What needs to be done: Take the material below and reproduce, word for word, only the lines from the line with "Check that each instance of the turquoise" through the line with "Check that each instance of the rocky breakwater".

━━━━━ Data

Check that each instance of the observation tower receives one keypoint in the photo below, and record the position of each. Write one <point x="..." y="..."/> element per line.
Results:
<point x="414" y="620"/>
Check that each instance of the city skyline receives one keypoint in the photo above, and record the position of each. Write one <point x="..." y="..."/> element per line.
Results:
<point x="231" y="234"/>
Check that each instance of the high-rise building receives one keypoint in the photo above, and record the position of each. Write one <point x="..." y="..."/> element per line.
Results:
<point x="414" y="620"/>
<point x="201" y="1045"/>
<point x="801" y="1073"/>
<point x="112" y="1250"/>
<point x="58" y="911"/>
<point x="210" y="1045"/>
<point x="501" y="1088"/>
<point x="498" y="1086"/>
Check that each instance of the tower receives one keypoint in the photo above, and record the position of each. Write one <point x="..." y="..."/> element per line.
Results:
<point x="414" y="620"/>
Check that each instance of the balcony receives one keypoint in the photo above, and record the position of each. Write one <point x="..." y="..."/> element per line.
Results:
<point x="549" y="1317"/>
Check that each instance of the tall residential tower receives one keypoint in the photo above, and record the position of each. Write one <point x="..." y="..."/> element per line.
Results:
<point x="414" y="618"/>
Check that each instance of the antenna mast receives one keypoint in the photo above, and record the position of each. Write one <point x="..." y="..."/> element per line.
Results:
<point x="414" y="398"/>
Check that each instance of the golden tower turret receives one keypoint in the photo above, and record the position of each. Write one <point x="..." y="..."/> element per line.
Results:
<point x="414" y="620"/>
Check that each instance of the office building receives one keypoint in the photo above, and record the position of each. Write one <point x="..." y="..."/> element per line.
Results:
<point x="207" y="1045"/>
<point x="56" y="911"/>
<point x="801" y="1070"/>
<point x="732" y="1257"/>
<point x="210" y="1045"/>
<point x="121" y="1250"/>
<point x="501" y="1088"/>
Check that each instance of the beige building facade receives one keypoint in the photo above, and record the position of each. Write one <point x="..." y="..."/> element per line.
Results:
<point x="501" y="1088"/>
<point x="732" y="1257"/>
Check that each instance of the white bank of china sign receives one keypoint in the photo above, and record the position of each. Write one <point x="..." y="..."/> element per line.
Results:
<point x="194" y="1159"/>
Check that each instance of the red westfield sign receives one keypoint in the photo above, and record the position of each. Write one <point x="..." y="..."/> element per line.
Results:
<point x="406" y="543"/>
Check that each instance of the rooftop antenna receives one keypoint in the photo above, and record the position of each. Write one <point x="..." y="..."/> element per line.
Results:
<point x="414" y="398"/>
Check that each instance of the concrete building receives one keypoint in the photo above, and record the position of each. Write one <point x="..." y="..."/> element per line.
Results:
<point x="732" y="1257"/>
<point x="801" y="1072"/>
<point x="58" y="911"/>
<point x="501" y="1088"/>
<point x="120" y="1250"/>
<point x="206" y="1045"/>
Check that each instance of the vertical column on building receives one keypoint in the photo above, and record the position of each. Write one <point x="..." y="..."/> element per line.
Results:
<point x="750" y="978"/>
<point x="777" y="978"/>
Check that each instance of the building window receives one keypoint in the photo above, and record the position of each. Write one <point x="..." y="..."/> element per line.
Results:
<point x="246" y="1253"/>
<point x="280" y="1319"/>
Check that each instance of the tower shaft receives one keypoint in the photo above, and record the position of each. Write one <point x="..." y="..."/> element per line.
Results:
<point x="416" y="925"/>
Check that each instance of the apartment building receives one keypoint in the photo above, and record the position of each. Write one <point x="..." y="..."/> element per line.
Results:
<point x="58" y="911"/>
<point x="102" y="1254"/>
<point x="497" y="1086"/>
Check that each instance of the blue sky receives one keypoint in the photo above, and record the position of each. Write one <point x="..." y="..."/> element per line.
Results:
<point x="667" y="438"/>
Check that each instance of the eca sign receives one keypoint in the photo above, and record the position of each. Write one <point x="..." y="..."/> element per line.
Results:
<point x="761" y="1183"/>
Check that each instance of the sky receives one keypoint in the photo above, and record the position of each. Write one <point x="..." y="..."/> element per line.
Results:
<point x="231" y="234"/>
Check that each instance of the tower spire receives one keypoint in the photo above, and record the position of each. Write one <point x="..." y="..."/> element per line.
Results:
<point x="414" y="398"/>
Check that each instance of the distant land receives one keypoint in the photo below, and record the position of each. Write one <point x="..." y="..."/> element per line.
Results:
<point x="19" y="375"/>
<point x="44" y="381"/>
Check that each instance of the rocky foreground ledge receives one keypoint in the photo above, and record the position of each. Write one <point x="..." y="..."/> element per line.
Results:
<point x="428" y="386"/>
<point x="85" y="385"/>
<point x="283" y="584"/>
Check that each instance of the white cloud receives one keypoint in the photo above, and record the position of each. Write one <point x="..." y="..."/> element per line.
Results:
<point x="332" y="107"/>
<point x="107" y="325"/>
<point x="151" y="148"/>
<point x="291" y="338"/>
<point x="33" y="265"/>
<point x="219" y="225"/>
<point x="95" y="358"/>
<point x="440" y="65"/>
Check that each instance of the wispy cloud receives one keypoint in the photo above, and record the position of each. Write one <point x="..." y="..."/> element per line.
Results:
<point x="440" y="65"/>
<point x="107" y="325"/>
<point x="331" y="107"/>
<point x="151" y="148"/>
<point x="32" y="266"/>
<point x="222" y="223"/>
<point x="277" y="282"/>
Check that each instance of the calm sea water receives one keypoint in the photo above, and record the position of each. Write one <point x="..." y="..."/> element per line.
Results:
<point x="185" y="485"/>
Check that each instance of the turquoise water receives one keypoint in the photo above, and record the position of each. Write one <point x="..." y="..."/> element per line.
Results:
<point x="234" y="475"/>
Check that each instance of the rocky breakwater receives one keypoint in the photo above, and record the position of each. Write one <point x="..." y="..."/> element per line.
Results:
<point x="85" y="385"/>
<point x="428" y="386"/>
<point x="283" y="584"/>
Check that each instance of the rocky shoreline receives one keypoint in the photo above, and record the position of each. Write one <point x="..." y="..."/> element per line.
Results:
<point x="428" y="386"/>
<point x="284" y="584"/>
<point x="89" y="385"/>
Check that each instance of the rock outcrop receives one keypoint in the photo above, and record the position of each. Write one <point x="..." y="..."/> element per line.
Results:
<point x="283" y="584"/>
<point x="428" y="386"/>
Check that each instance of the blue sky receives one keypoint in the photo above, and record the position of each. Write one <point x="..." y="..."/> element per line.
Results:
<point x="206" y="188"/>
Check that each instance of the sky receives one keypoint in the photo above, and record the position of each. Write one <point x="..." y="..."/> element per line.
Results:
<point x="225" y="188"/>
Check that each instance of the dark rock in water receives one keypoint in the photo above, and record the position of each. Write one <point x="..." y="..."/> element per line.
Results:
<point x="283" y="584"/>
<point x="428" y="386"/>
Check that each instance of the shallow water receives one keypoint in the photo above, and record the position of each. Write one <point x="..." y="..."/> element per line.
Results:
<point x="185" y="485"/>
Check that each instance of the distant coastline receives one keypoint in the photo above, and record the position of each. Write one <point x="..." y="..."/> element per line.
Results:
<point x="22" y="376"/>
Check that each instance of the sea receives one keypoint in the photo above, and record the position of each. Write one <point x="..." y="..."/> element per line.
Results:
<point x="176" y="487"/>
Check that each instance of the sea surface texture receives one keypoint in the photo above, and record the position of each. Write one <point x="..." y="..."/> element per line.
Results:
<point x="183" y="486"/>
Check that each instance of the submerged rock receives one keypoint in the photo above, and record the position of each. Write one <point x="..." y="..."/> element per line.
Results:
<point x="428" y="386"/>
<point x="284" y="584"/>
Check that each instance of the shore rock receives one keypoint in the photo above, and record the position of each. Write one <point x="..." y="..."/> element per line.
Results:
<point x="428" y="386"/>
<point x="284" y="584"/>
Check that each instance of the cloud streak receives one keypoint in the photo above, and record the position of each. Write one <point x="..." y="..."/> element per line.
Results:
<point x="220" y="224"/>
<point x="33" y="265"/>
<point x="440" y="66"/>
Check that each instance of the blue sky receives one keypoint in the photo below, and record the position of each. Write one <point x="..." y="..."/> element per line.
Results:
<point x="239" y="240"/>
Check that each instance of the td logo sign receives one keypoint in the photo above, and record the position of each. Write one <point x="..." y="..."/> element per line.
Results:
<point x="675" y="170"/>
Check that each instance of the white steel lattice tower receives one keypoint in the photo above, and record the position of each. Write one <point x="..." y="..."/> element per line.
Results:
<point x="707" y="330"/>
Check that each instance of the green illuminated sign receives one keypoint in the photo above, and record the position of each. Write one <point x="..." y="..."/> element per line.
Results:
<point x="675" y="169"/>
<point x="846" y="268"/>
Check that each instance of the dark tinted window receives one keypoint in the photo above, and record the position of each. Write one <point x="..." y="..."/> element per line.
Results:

━━━━━━━━━━

Your solution:
Check that each instance of the turquoise water receives one keypoint in the photo above, and record the position of each. Write one <point x="..." y="..."/> element per line.
Results:
<point x="234" y="475"/>
Check that each instance of the rocky breakwater receives one keypoint in the photo above, and record the position of each. Write one <point x="..." y="..."/> element per line.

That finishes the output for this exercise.